> **Exercise 1**
Answer these from the forum thread on bubbles in drywall mud:
(a) What does blacktop say to do to the area first to cut the bubbles down?
(b) After how many years does Big Shoe say he still can't figure it out?
(c) According to asbestos, bubbles never show up if you are going to do what?

> **Text to read**

==================================================

# bubbles



## iowacarpenter (Jun 18, 2012)

Why does mudd sometime bubble and when u scrap it smooth it shows holes?


----------



## ohiohomedoctor (Dec 26, 2010)

Not enough dish soap.. and other stuff too


----------



## Big Shoe (Jun 16, 2008)

Their is no rhyme or reason. **it happens. After 40yrs I still can't figure it out.


----------



## Sir Mixalot (Jan 6, 2008)

They're there to let you know that you need to do one more tight skim. :whistling


----------



## blacktop (Oct 28, 2012)

That will always happen over paint. Primer the area first . It will cut the bubbles down.


----------



## Metro M & L (Jun 3, 2009)

If the water cant soak in it has to come out, by bubbling.


----------



## blacktop (Oct 28, 2012)

Metro M & L said:


> If the water cant soak in it has to come out, by bubbling.


Drying from the outside in?


----------



## asbestos (Mar 22, 2006)

I think it does that in direct proportion to how much time you have to get it done. Less time=more bubbles. 
Another theory is they show up like drag marks, if you are in a good mood they will happen it will piss you off, If you are already annoyed they will just make is worse. 
They also never show up if you are going to do a texture that will cover them.


----------



## icerock drywall (Aug 16, 2012)

it will bubble on a full moon ...when high tide is at its peek


----------



## bmitch1 (Feb 16, 2014)

Metro M & L said:


> If the water cant soak in it has to come out, by bubbling.

==================================================

> **Supplied entries**
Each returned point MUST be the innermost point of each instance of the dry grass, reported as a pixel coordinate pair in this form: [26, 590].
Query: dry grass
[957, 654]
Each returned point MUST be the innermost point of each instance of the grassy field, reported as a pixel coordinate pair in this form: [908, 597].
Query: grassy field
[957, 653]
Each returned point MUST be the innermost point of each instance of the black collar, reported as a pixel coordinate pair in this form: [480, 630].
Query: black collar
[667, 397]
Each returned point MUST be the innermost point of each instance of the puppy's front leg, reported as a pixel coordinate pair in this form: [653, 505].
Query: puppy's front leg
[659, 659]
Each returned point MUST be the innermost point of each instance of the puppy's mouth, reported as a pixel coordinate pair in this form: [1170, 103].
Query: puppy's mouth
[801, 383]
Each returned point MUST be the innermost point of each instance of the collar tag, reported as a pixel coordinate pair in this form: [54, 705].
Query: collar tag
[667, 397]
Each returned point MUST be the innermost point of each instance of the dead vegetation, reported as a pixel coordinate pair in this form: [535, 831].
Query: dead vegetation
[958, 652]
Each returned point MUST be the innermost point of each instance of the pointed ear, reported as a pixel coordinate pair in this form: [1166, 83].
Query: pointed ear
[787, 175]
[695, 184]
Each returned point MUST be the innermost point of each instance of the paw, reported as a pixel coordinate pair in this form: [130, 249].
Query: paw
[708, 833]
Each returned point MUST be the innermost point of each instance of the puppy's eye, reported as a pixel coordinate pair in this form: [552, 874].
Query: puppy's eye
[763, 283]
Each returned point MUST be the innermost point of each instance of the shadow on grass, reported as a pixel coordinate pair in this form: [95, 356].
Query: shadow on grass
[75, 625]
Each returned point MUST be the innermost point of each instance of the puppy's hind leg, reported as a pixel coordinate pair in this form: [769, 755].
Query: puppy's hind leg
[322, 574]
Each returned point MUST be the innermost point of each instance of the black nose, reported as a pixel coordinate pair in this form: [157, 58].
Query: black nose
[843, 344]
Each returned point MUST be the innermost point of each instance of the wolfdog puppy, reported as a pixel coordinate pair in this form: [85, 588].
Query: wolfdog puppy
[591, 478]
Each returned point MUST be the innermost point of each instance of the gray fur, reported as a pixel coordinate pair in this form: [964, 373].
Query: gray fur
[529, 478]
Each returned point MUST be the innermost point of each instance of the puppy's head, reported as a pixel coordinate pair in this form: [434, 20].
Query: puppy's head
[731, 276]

==================================================

> **Exercise 2**
Rename "gray fur" to "silver fur" in the records from the line holding "form: [85, 588]." through the end of the records, inclusive. Return those lines with nothing else altered.

> **Response 1**
(a) Prime the area first.
(b) 40 years.
(c) A texture that will cover them.

> **Response 2**
Each returned point MUST be the innermost point of each instance of the wolfdog puppy, reported as a pixel coordinate pair in this form: [85, 588].
Query: wolfdog puppy
[591, 478]
Each returned point MUST be the innermost point of each instance of the silver fur, reported as a pixel coordinate pair in this form: [964, 373].
Query: silver fur
[529, 478]
Each returned point MUST be the innermost point of each instance of the puppy's head, reported as a pixel coordinate pair in this form: [434, 20].
Query: puppy's head
[731, 276]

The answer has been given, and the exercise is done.